= DIRECTIVE 1 =
Reproduce the following thread on template argument deduction word for word, in full.

I've got a simple function called function
for example with the following signature:
class Type { /* ... */ };
bool function( const Type& aValue ) { /* ... */ return true; }
I've got some other classes and I wanted to overload the mentioned function so that only the class derived from Base
could use it:
class Base { /* ... */ };
class Derived : public Base { /* ... */ };
template < typename T >
bool function( const typename std::enable_if< std::is_base_of< Base, T >::value, T >::type& aValue ) { /* ... */ return true; }
It is working fine if I use it like this:
Derived object;
function< Derived >( object );
but if I leave the template argument I get the mentioned error (could not deduce template argument):
Derived object;
function( object ); // Compilation error (C2664).
Is there any solution where I can leave the template argument ?
(MSVC 2012)
By introducing a nested name specifier ( <T>::
) you inhibit template type deduction on T
.

= DIRECTIVE 2 =
In the rows below, convert the part that opens with the line containing "the building roof" and runs through the end of the rows into a Markdown table with the columns Row and Line. Number each line in Row, put its text in Line, and leave out any blank lines.

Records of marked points
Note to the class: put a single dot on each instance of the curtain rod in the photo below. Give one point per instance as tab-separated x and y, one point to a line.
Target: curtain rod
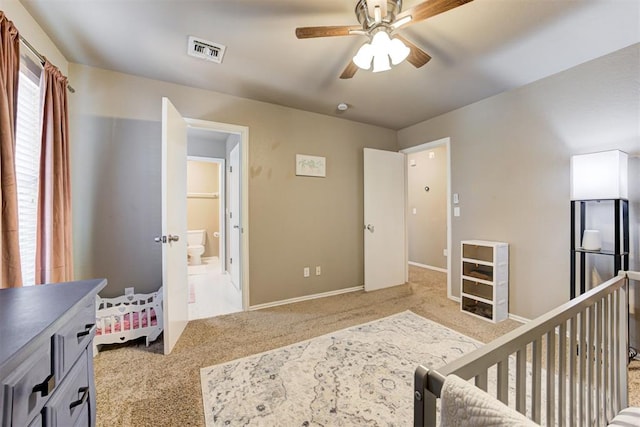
41	58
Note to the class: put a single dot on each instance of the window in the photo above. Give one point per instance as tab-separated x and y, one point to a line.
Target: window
28	131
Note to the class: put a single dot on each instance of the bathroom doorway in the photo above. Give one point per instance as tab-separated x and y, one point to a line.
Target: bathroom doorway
211	290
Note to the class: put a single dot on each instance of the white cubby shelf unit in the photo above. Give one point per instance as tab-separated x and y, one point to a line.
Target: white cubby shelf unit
484	287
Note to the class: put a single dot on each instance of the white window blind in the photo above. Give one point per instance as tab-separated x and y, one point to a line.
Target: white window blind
27	166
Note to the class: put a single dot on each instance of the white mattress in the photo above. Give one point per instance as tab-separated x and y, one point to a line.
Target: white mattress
626	418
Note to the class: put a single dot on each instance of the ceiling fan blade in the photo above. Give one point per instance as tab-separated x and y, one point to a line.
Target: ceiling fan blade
349	71
426	10
417	57
311	32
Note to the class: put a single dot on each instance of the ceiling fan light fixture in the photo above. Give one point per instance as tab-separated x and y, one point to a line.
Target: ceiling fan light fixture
398	51
381	63
364	56
402	21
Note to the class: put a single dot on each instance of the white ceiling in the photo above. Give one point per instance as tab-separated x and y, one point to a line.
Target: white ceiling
479	49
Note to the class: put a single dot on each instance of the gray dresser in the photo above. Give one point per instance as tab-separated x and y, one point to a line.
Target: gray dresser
46	360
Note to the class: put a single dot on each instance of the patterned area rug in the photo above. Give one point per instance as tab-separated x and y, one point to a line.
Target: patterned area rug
362	375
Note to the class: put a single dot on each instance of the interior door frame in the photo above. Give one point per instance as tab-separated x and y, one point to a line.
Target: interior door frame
243	132
222	197
424	147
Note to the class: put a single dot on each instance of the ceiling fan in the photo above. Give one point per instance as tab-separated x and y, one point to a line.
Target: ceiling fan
379	20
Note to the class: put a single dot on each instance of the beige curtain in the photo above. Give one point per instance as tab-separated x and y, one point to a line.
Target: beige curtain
9	71
54	255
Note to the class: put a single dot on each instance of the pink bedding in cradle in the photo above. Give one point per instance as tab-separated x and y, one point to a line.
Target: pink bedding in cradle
127	323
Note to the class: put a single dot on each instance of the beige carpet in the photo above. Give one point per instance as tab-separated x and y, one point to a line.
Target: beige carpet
139	386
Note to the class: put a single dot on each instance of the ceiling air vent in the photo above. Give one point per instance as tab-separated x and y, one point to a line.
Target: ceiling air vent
205	49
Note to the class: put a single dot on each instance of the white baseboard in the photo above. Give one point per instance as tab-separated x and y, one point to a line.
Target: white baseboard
306	298
519	318
429	267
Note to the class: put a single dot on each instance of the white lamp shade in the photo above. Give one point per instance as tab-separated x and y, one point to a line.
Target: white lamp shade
398	51
602	175
364	56
381	63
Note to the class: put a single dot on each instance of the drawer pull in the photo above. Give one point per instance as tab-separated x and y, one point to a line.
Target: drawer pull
86	332
46	386
85	396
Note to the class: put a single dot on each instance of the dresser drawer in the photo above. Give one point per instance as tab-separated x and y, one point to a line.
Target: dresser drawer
27	388
69	405
73	338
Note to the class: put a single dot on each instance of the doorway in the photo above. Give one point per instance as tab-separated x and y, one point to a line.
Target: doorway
211	292
429	207
214	205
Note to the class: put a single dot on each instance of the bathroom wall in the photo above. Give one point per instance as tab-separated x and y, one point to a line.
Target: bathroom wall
427	216
203	202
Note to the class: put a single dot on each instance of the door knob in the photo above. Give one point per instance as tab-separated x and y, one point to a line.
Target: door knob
166	239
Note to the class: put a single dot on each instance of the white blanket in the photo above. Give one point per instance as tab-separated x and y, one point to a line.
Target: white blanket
463	404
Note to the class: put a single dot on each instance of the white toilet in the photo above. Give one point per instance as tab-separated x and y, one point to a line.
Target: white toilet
195	246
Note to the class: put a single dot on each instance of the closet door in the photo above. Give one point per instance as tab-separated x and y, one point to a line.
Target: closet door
174	224
385	247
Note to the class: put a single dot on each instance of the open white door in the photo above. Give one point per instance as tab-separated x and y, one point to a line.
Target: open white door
174	225
385	258
234	215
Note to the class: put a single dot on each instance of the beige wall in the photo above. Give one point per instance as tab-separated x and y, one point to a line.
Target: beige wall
427	227
203	213
293	221
510	166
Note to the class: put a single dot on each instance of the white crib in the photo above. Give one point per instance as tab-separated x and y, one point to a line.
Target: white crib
580	380
128	317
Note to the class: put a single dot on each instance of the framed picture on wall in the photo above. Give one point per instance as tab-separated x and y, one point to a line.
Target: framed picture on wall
310	165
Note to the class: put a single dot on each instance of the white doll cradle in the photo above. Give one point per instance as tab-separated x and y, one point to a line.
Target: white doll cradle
128	317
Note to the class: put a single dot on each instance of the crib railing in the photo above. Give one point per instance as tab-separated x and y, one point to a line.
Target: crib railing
567	367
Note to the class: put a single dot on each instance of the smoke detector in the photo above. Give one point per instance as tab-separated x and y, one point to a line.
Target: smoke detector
205	49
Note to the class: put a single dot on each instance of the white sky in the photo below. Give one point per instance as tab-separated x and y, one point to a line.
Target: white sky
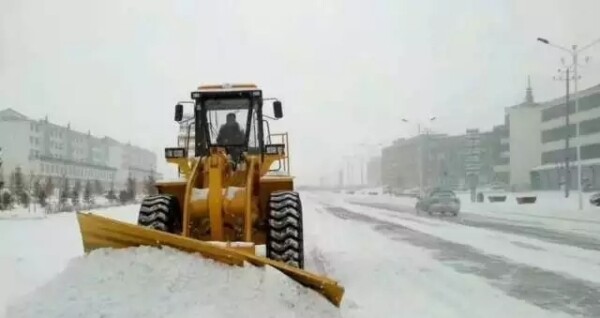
345	70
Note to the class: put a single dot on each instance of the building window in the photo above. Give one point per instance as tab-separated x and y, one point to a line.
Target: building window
557	133
589	102
557	156
557	111
588	127
590	151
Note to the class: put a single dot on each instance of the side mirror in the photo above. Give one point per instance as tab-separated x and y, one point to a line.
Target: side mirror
178	112
277	110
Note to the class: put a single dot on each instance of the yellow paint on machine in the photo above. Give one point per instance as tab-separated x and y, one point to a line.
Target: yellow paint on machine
101	232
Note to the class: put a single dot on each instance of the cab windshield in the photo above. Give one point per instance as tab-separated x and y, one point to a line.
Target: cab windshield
228	122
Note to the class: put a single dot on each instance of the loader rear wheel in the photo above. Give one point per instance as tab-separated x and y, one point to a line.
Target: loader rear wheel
160	212
285	241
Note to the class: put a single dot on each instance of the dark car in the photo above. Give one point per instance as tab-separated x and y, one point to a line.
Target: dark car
438	201
595	199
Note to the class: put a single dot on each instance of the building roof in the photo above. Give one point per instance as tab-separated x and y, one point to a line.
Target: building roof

= PROBLEM SOLUTION 1 =
I've got a simple function called function
for example with the following signature:
class Type { /* ... */ };
bool function( const Type& aValue ) { /* ... */ return true; }
I've got some other classes and I wanted to overload the mentioned function so that only the class derived from Base
could use it:
class Base { /* ... */ };
class Derived : public Base { /* ... */ };
template < typename T >
bool function( const typename std::enable_if< std::is_base_of< Base, T >::value, T >::type& aValue ) { /* ... */ return true; }
It is working fine if I use it like this:
Derived object;
function< Derived >( object );
but if I leave the template argument I get the mentioned error (could not deduce template argument):
Derived object;
function( object ); // Compilation error (C2664).
Is there any solution where I can leave the template argument ?
(MSVC 2012)
By introducing a nested name specifier ( <T>::
) you inhibit template type deduction on T
.

= PROBLEM SOLUTION 2 =
| Row | Line |
|---|---|
| 1 | Note to the class: put a single dot on each instance of the building roof in the photo above. Give one point per instance as tab-separated x and y, one point to a line. |
| 2 | Target: building roof |